=== COMPLETE THE FOLLOWING ===
1 > Set down, word for word, the part of the GROUP BY reference that opens with the words containing "Specifying a literal" and closes with "return 1 row.".
2 > Summarize the GROUP BY reference in two sentences.
3 > Extend the GROUP BY reference, picking up right after its last sentence.

=== QUOTED TEXT ===

===============

Caché SQL Reference
GROUP BY
|
|
A SELECT clause that groups the resulting rows of a query according to one or more columns.
Synopsis
SELECT ...
GROUP BY field
The
GROUP BY clause takes the resulting rows of a query and breaks them up into individual groups according to one or more database columns. When you use
SELECT in conjunction with
GROUP BY, one row is retrieved for each distinct value of the
GROUP BY fields.
GROUP BY treats fields with NULL (no specified value) as a separate distinct value group.
The
GROUP BY clause is conceptually similar to the Caché extension %FOREACH, but
GROUP BY operates on an entire query, while %FOREACH allows selection of aggregates on sub-populations without restricting the entire query population.
The simplest form of a
GROUP BY clause specifies a single field, such as
GROUP BY Home_State. The field must be specified by its column name. You cannot specify a field by column alias or by column number. You cannot specify an aggregate field; attempting to do so generates an SQLCODE -19 error.
Specifying a literal in a
GROUP BY clause returns 1 row; which row is returned is indeterminate. Thus, specifying 7, 'Chicago', '', 0, or NULL all return 1 row.

===============

=== INFORMATION PROVIDED ===
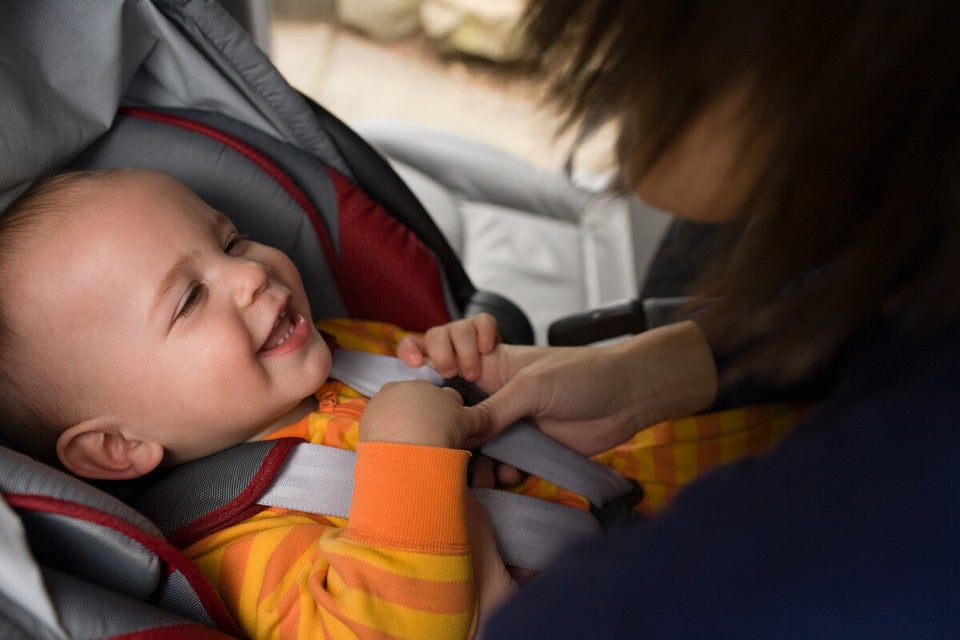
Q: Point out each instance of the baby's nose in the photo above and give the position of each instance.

===============

=== ANSWER LIST ===
1 >
Specifying a literal in a
GROUP BY clause returns 1 row; which row is returned is indeterminate. Thus, specifying 7, 'Chicago', '', 0, or NULL all return 1 row.

2 > In Caché SQL, the GROUP BY clause splits the resulting rows of a query into groups by one or more columns, so that one row is retrieved for each distinct value of the grouping fields, with NULL treated as its own group. Each field must be given by its column name rather than by a column alias or column number, an aggregate field produces an SQLCODE -19 error, and a literal returns a single indeterminate row.

3 >
Aggregate Functions with GROUP BY and DISTINCT BY
SELECT Home_State,COUNT(Home_State)
FROM Sample.Person
GROUP BY Home_State
The
DISTINCT BY clause is applied after aggregate functions are calculated. In the following example, the
COUNT aggregate function counts the number of rows in the entire table:
SELECT DISTINCT BY(Home_State) Home_State,COUNT(Home_State)
FROM Sample.Person
In order to calculate an aggregate function for the entire table, rather than a
GROUP BY group, you can specify a
select-item subquery:
SELECT Home_State,(SELECT COUNT(Home_State) FROM Sample.Person)
FROM Sample.Person
GROUP BY Home_State
A
GROUP BY clause should not be used with a
DISTINCT clause when the select list consists of an aggregate field. For example, the following query is
intended to return the distinct numbers of people who share the same Home_State:
/* This query DOES NOT apply the DISTINCT keyword */
/* It is provided as a cautionary example */
SELECT DISTINCT COUNT(*) AS mynum
FROM Sample.Person
GROUP BY Home_State
ORDER BY mynum
This query did not return the expected results because it did not apply the DISTINCT keyword. To apply both a
DISTINCT aggregate and a
GROUP BY clause, use a subquery as shown in the following example:
SELECT DISTINCT *
FROM (SELECT COUNT(*) AS mynum
FROM Sample.Person
GROUP BY Home_State) AS Sub
ORDER BY Sub.mynum
This example successfully returns the distinct numbers of people who share the same Home_State. For instance, if any Home_State is shared by 8 people, the query returns an 8.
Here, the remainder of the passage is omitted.